TEXTO PARA LEER:

Este domingo, el Evangelio nos cuenta la historia de un ciego, Bartimeo, que recibió ayuda de Cristo porque la pidió. Esto nos lleva a pensar en aquel refrán: No hay peor ciego que el que no quiere ver.
Vivimos en una época en la que no abundan los ciegos que quieren curarse. Me refiero, por supuesto, a la ceguera moral. Si el primer pecado consistió en aceptar el relativismo como base de la ética (comer del fruto del árbol del bien y del mal para ser "dioses"), ahora ese pecado se ha masificado y son mayoría los que o no tienen conciencia o la tienen totalmente domesticada. Por eso, porque la conciencia no ejerce su función autocrítica, no se dan cuenta del mal que cometen. Al no hacerlo, no sólo no lo evitan -con lo que siguen haciendo daño a otros-, sino que se hacen daño a sí mismos sin remedio. Vivimos en un mundo de enfermos morales que se  creen sanos y que, por ello, no acuden al médico y no se curan. Debido a esto se cometen las mayores barbaridades -como el aborto- sin tener ni siquiera sentido de culpa. Hace unos días oí a Benigno Blanco decir que cada época condena duramente los errores de sus predecesores -como hacemos nosotros con la esclavitud o el holocausto- mientras que acepta sin pestañear los que en ella se cometen. No me cabe duda de que es así y tampoco me cabe duda de que nuestra misión, ahora y siempre, es señalar proféticamente cuáles son esos males para que la humanidad no perezca por ellos.

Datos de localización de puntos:
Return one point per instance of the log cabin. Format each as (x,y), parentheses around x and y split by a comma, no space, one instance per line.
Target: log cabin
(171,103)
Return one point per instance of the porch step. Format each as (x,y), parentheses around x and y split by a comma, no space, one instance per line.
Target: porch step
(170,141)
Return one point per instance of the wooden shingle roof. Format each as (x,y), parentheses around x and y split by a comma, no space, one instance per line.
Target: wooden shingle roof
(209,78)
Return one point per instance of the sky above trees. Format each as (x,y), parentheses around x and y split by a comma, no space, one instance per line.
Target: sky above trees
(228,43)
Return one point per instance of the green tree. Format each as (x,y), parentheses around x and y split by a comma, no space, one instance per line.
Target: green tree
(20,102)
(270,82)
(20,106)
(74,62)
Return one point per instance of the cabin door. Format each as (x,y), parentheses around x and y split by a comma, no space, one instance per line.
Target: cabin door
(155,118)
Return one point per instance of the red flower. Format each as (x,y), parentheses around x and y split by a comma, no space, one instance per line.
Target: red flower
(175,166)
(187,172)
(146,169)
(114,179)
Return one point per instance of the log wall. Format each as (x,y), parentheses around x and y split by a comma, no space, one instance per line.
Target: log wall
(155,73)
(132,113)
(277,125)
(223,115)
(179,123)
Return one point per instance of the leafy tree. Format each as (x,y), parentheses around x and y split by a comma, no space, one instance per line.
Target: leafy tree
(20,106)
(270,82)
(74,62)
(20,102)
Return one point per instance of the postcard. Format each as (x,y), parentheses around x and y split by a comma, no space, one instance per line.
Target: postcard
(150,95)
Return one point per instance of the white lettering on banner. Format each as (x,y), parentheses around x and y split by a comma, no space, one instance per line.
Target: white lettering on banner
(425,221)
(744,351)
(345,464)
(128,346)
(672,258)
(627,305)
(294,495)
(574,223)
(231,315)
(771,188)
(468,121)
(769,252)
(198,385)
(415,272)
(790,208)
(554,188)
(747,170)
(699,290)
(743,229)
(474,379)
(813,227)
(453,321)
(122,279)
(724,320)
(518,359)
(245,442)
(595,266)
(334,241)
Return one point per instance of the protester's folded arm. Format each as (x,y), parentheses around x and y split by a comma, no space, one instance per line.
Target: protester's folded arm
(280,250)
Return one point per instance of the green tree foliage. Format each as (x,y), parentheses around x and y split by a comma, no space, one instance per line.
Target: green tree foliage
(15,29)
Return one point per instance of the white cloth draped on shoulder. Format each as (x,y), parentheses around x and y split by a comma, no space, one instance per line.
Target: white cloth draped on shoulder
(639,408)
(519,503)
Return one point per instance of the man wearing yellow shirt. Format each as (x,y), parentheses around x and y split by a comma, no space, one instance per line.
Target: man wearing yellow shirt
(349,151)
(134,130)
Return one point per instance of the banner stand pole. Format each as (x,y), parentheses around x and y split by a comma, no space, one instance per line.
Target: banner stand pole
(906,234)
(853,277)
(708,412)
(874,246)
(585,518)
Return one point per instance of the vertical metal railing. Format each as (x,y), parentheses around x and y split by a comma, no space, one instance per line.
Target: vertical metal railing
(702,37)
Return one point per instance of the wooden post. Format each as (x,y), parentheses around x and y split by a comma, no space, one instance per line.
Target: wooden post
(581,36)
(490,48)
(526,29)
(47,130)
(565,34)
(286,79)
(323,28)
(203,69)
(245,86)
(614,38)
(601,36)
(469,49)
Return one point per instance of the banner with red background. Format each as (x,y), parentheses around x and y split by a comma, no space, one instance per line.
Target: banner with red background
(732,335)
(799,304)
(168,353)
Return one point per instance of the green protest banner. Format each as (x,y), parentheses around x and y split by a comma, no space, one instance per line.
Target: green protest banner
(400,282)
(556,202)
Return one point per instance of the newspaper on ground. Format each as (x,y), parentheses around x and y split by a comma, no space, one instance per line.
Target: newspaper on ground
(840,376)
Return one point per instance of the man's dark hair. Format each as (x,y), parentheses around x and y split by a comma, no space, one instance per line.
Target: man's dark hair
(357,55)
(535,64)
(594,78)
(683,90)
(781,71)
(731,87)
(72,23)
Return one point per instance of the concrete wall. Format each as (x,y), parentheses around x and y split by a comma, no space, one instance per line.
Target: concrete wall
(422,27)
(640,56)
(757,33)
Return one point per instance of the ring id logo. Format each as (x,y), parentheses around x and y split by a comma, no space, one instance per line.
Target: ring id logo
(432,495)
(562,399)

LO QUE SE ESPERA:
Según el texto sobre la ceguera moral, ¿por qué recibió Bartimeo ayuda de Cristo?

RESULTADO DEL EJERCICIO:
Porque la pidió.